> **SOURCE INFORMATION**:
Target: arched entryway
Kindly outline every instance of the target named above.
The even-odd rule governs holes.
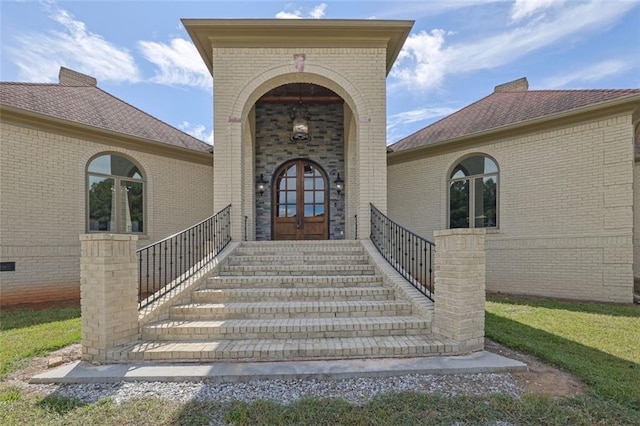
[[[288,161],[274,174],[271,187],[274,240],[329,238],[329,182],[318,164]]]

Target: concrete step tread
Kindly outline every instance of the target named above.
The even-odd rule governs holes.
[[[114,348],[112,361],[204,361],[217,359],[335,359],[454,353],[458,345],[430,335],[335,337],[318,339],[254,339],[207,341],[142,341]]]
[[[282,332],[296,331],[302,328],[314,328],[318,331],[331,331],[345,328],[361,329],[371,326],[376,329],[391,326],[428,326],[429,320],[418,316],[360,317],[360,318],[284,318],[284,319],[231,319],[231,320],[163,320],[146,324],[145,330],[153,329],[205,329],[221,328],[241,333],[243,329],[278,329]],[[373,329],[373,328],[372,328]]]

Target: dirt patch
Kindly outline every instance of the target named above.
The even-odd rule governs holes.
[[[574,375],[546,364],[533,355],[515,351],[489,339],[485,339],[485,350],[527,364],[528,371],[512,373],[527,393],[573,397],[584,394],[587,389]]]

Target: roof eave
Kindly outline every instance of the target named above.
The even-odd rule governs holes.
[[[212,47],[368,46],[384,43],[391,71],[414,21],[372,19],[182,19],[187,33],[213,75]]]
[[[46,126],[50,130],[57,130],[61,133],[71,134],[73,137],[95,137],[100,135],[103,139],[109,139],[113,142],[128,143],[138,145],[139,147],[152,147],[158,151],[165,153],[177,154],[179,157],[203,164],[213,164],[211,158],[212,150],[196,151],[186,147],[170,145],[153,139],[142,138],[127,133],[120,133],[113,130],[103,129],[101,127],[90,126],[88,124],[78,123],[76,121],[65,120],[47,114],[41,114],[10,105],[0,104],[0,119],[7,121],[17,121],[34,126]]]
[[[417,152],[420,152],[420,151],[428,151],[428,150],[430,150],[432,148],[439,148],[439,147],[442,147],[444,145],[452,145],[452,144],[456,144],[456,143],[463,143],[463,142],[467,142],[467,141],[470,141],[470,140],[473,140],[473,139],[486,138],[488,136],[492,136],[492,135],[496,135],[496,134],[500,134],[500,133],[518,131],[518,130],[524,129],[526,127],[537,126],[537,125],[546,123],[548,121],[569,119],[569,118],[573,118],[574,116],[577,116],[577,115],[597,112],[600,109],[601,110],[605,110],[605,109],[611,109],[611,108],[616,108],[616,107],[623,107],[626,104],[630,104],[629,107],[631,108],[632,107],[631,104],[638,103],[638,102],[640,102],[640,94],[631,95],[631,96],[625,96],[623,98],[617,98],[617,99],[613,99],[613,100],[610,100],[610,101],[598,102],[598,103],[595,103],[595,104],[588,105],[586,107],[575,108],[575,109],[571,109],[571,110],[568,110],[568,111],[563,111],[563,112],[559,112],[559,113],[555,113],[555,114],[545,115],[545,116],[534,118],[534,119],[531,119],[531,120],[520,121],[520,122],[513,123],[513,124],[494,127],[492,129],[483,130],[481,132],[469,133],[469,134],[464,135],[464,136],[460,136],[460,137],[453,138],[453,139],[447,139],[447,140],[436,142],[436,143],[429,144],[429,145],[417,146],[417,147],[414,147],[414,148],[409,148],[409,149],[405,149],[405,150],[401,150],[401,151],[394,151],[393,148],[391,148],[392,151],[388,152],[387,158],[395,159],[396,157],[402,157],[404,155],[410,155],[410,154],[414,154],[414,153],[417,153]]]

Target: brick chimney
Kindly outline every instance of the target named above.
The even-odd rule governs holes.
[[[60,67],[58,80],[61,86],[97,86],[98,81],[85,74],[70,70],[69,68]]]
[[[529,82],[527,77],[522,77],[508,83],[499,84],[493,88],[493,93],[499,92],[526,92],[529,90]]]

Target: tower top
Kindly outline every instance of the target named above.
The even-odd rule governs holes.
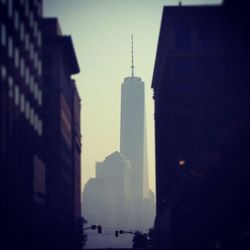
[[[131,60],[132,60],[132,64],[131,64],[131,70],[132,70],[132,77],[134,77],[134,37],[133,34],[131,35]]]

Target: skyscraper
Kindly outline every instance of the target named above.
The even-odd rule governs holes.
[[[144,82],[134,75],[134,53],[132,36],[132,65],[131,76],[126,77],[121,89],[121,130],[120,152],[132,164],[131,187],[131,215],[139,219],[142,200],[148,192],[147,155],[145,133],[145,96]],[[139,226],[141,223],[135,221]]]

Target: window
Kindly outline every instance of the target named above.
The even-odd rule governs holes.
[[[43,124],[42,121],[38,120],[38,134],[41,136],[43,134]]]
[[[29,23],[30,23],[30,27],[33,27],[33,25],[34,25],[34,15],[33,15],[33,12],[30,13]]]
[[[34,114],[34,127],[35,130],[38,131],[38,117],[36,114]]]
[[[42,16],[42,4],[40,2],[38,3],[38,7],[37,8],[38,8],[38,15]]]
[[[15,105],[19,104],[19,87],[15,86]]]
[[[30,104],[28,101],[25,103],[25,117],[27,120],[30,117]]]
[[[34,110],[33,108],[30,109],[30,124],[34,124]]]
[[[6,26],[3,23],[1,23],[1,44],[6,46]]]
[[[42,75],[42,62],[40,60],[38,61],[38,75]]]
[[[18,28],[19,28],[19,13],[17,10],[15,10],[15,15],[14,15],[14,26],[15,26],[15,29],[18,30]]]
[[[30,46],[30,38],[29,38],[29,34],[26,33],[25,34],[25,49],[28,50]]]
[[[37,32],[37,44],[38,44],[38,46],[42,45],[42,37],[41,37],[41,31],[40,30]]]
[[[42,91],[38,90],[38,104],[42,106]]]
[[[37,37],[37,22],[34,21],[34,36]]]
[[[12,17],[13,14],[13,5],[12,5],[12,0],[8,1],[8,16]]]
[[[15,67],[19,67],[19,50],[18,48],[15,48]]]
[[[37,84],[35,83],[35,84],[34,84],[34,97],[35,97],[35,99],[37,99],[37,91],[38,91],[38,86],[37,86]]]
[[[29,1],[25,1],[25,16],[28,17],[29,15]]]
[[[25,83],[29,85],[29,80],[30,80],[30,70],[29,68],[26,68],[25,70]]]
[[[24,59],[20,59],[20,75],[23,77],[24,76],[24,71],[25,71],[25,65],[24,65]]]
[[[20,24],[20,39],[21,41],[24,41],[24,24]]]
[[[33,60],[34,58],[34,45],[30,44],[30,59]]]
[[[13,39],[12,39],[12,37],[9,37],[9,40],[8,40],[8,56],[10,58],[13,57]]]
[[[39,204],[44,204],[46,193],[46,169],[43,161],[34,156],[34,200]]]
[[[1,78],[2,78],[2,80],[5,80],[6,74],[7,74],[6,67],[4,65],[2,65],[2,67],[1,67]]]
[[[34,90],[35,90],[34,77],[30,75],[30,91],[33,93]]]
[[[37,68],[37,62],[38,61],[38,56],[37,56],[37,53],[36,52],[34,52],[34,65],[35,65],[35,68]]]
[[[9,86],[9,97],[12,98],[13,97],[13,78],[11,76],[9,76],[8,79],[8,86]]]
[[[22,113],[24,112],[24,104],[25,104],[25,97],[23,94],[21,94],[20,95],[20,109]]]

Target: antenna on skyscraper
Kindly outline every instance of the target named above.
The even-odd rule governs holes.
[[[134,77],[134,37],[133,34],[131,35],[131,56],[132,56],[132,65],[131,65],[131,70],[132,70],[132,77]]]

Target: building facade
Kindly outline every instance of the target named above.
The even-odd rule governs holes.
[[[164,8],[152,83],[158,249],[249,247],[246,16],[234,1]]]
[[[79,66],[71,37],[62,34],[56,18],[43,19],[43,32],[46,209],[52,237],[49,241],[67,249],[77,244],[81,220],[80,98],[71,79],[79,73]]]
[[[34,247],[43,231],[41,18],[41,0],[0,1],[1,244],[9,249]]]

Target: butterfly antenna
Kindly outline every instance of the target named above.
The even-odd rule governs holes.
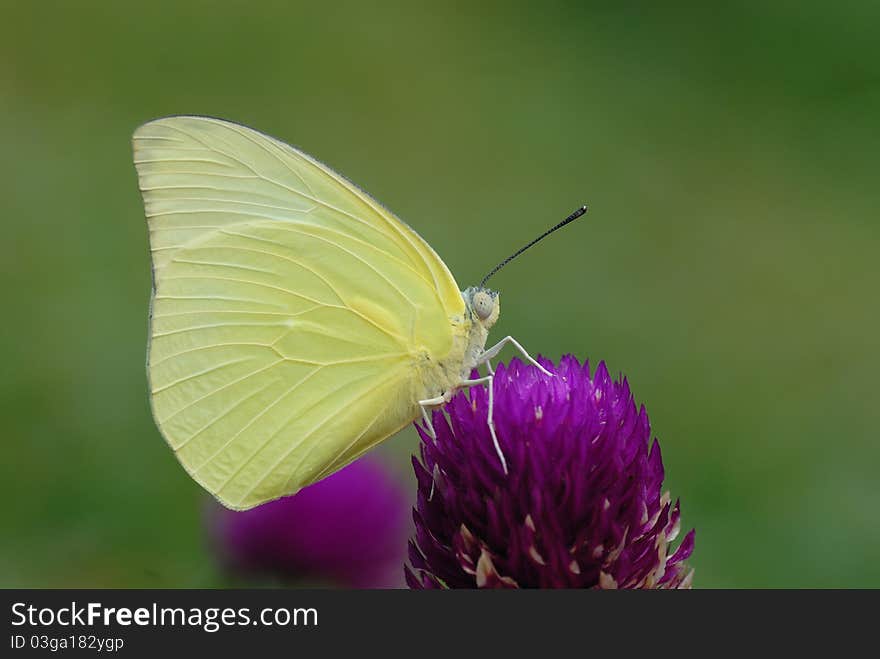
[[[522,253],[523,253],[524,251],[526,251],[529,247],[532,247],[532,246],[538,244],[539,242],[541,242],[542,240],[544,240],[544,238],[546,238],[547,236],[549,236],[549,235],[550,235],[551,233],[553,233],[554,231],[556,231],[556,230],[558,230],[558,229],[561,229],[561,228],[564,227],[566,224],[570,224],[571,222],[574,222],[576,219],[578,219],[581,215],[583,215],[583,214],[586,213],[586,212],[587,212],[587,207],[586,207],[586,206],[581,206],[581,207],[578,208],[574,213],[572,213],[572,214],[569,215],[567,218],[565,218],[564,220],[562,220],[562,222],[560,222],[559,224],[557,224],[555,227],[553,227],[553,228],[551,228],[551,229],[547,229],[547,231],[545,231],[545,232],[542,233],[540,236],[538,236],[537,238],[535,238],[535,239],[534,239],[532,242],[530,242],[528,245],[526,245],[525,247],[521,247],[520,249],[516,250],[513,254],[511,254],[511,255],[508,256],[506,259],[504,259],[501,263],[499,263],[499,264],[496,265],[494,268],[492,268],[491,272],[489,272],[488,275],[486,275],[485,277],[483,277],[483,281],[480,282],[480,288],[483,288],[483,287],[486,285],[486,282],[489,281],[489,277],[491,277],[491,276],[494,275],[496,272],[498,272],[499,270],[501,270],[501,268],[503,268],[503,267],[506,266],[508,263],[510,263],[511,261],[513,261],[513,259],[515,259],[517,256],[519,256],[520,254],[522,254]]]

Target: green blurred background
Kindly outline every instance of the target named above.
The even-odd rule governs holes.
[[[462,286],[589,203],[493,281],[494,335],[628,376],[696,586],[880,586],[880,4],[707,4],[0,2],[0,585],[223,583],[148,408],[129,142],[198,113]]]

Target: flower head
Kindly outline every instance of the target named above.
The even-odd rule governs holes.
[[[353,588],[402,586],[408,498],[378,461],[362,458],[297,494],[211,514],[215,547],[237,575]]]
[[[644,407],[604,363],[571,356],[555,377],[513,360],[498,367],[494,422],[485,388],[418,427],[412,588],[680,588],[694,532],[676,550],[679,504],[661,494],[663,461]]]

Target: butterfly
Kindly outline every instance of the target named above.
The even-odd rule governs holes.
[[[133,147],[151,408],[200,485],[236,510],[293,494],[420,415],[433,433],[428,411],[474,385],[488,385],[506,471],[490,360],[511,344],[544,369],[510,336],[485,347],[500,312],[488,276],[461,291],[391,212],[245,126],[167,117]]]

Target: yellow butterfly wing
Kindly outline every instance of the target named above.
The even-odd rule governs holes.
[[[450,355],[465,311],[418,234],[244,126],[169,117],[133,142],[153,260],[153,415],[196,481],[250,508],[417,416],[430,389],[420,364]]]

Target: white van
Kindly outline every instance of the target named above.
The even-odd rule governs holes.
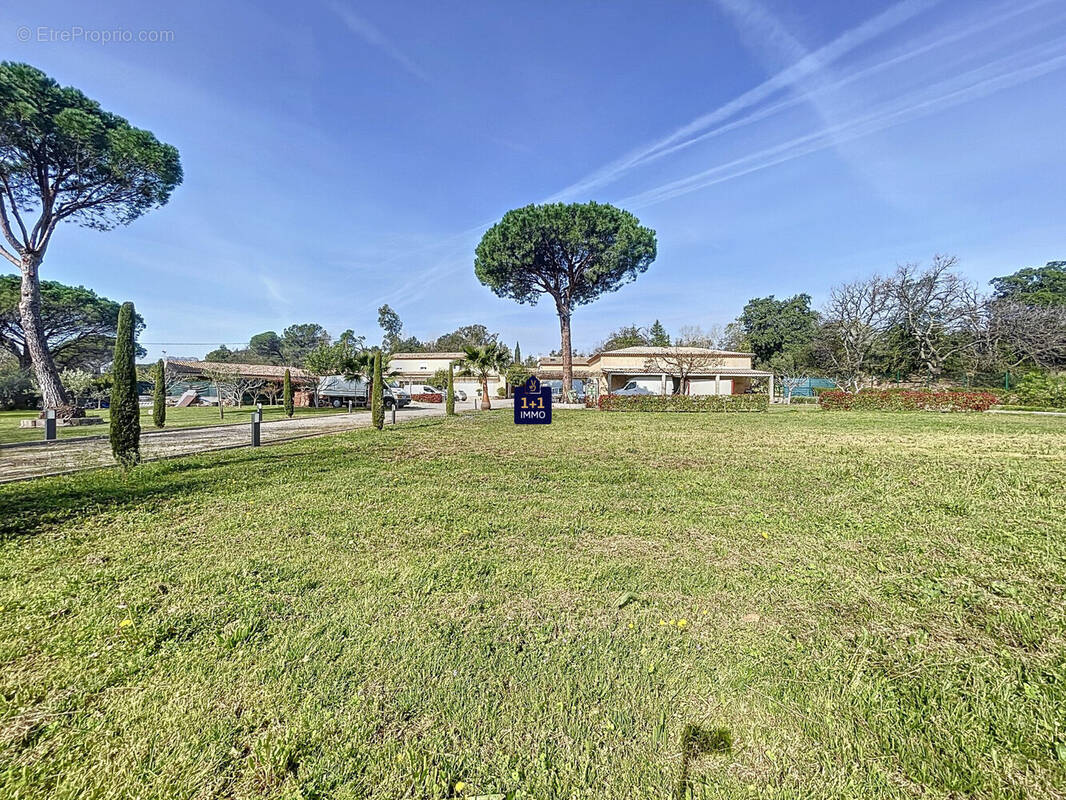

> **WHAT THE EXERCISE ASKS**:
From the data above, count the lines that hold the string "butterfly". Reply with only that number.

> **TASK RESPONSE**:
3